ZU BEARBEITEN —
a. Bei welchem Verband wird Elisabeth Pähtz laut dem Interview künftig als Trainerin arbeiten?
b. Setze das Interview mit Elisabeth Pähtz nach seinem letzten Satz fort.

VORGELEGTER TEXT —
"Ein Leben ohne Schach ist
schwer vorstellbar"
Interview mit Elisabeth Pähtz
Von Axel Eger
Fotos: Axel Eger, Joachim Schulze, Nadja Wittmann, Jeroen van den Belt
Beim
Turnier in Wijk aan Zee kündigte Elisabeth Pähtz einen überraschenden
Karriereschritt an. Deutschlands Nr. 1 wird im März in die Türkei ziehen und in
Ankara beim Türkischen Schachverband als Trainerin und Assistentin von
Verbandspräsident Ali Nihat Yazici arbeiten. Dennoch will die 27-jährige
Erfurterin weiterhin am Brett sitzen und spielen - wenn auch etwas weniger als
bisher. Axel Eger sprach mit Elisabeth Pähtz über ihre Zukunftspläne.
Wie kam der Kontakt mit dem türkischen Verband zustande?
Ich
hatte mich bei der Mannschafts-Europameisterschaft im November in Porto Carras
mit Verbandspräsident Ali Nihat Yazici unterhalten. Wir redeten über dies und
das und kamen irgendwie auf das Thema Zukunftsperspektiven. Als ich ihm sagte,
dass ich viel Spaß habe, mit Kindern zu arbeiten und außerdem mir die Türkei
sehr gefällt, hat er eins und eins zusammengezählt . . .

DATENAUSZUG —
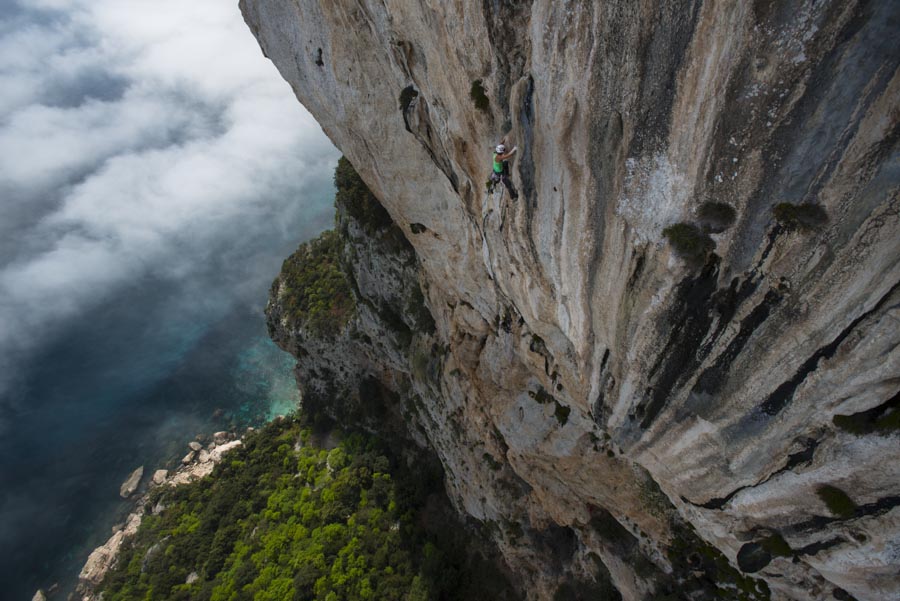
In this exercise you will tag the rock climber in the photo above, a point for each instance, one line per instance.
(501, 169)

ERGEBNISSE —
a. Beim Türkischen Schachverband in Ankara.

b.
.
. . und dir ein Angebot unterbreitet. Was sind dort deine Aufgaben?
Meine Haupttätigkeit wird die eines Trainers sein. So soll ich die 13-jährige
Menzi Nezihe Ezgi betreuen. Sie hat eine Elo-Zahl von rund 1900 und gehörte bei
der EM schon zur türkischen Nationalmannschaft. Aber da kommen sicher noch
weitere Spielerinnen und Spieler dazu. Ein weiterer Aspekt ist die
administrative Verbandsarbeit, für die ich aufgrund meiner
Fremdsprachenkenntnisse eingesetzt werden soll. Eventuell bin ich auch beim
WM-Kampf zwischen Anand und Gelfand im Mai in Moskau dabei.
In welcher Funktion?
Es
kann gut sein, dass ich den Verbandspräsidenten, der ja gleichzeitig auch
Vize-Präsident des Weltverbandes FIDE ist, auf Geschäftsreisen als Dolmetscherin
begleite. Er spricht beispielsweise kein Russisch. Das wäre sicherlich eine
meiner Aufgaben in Moskau.
Wie sehen deine Umzugspläne für die kommenden Wochen aus?
Nach
Wijk stehen im Februar nur die Termine in der Frauen- und Männer-Bundesliga an.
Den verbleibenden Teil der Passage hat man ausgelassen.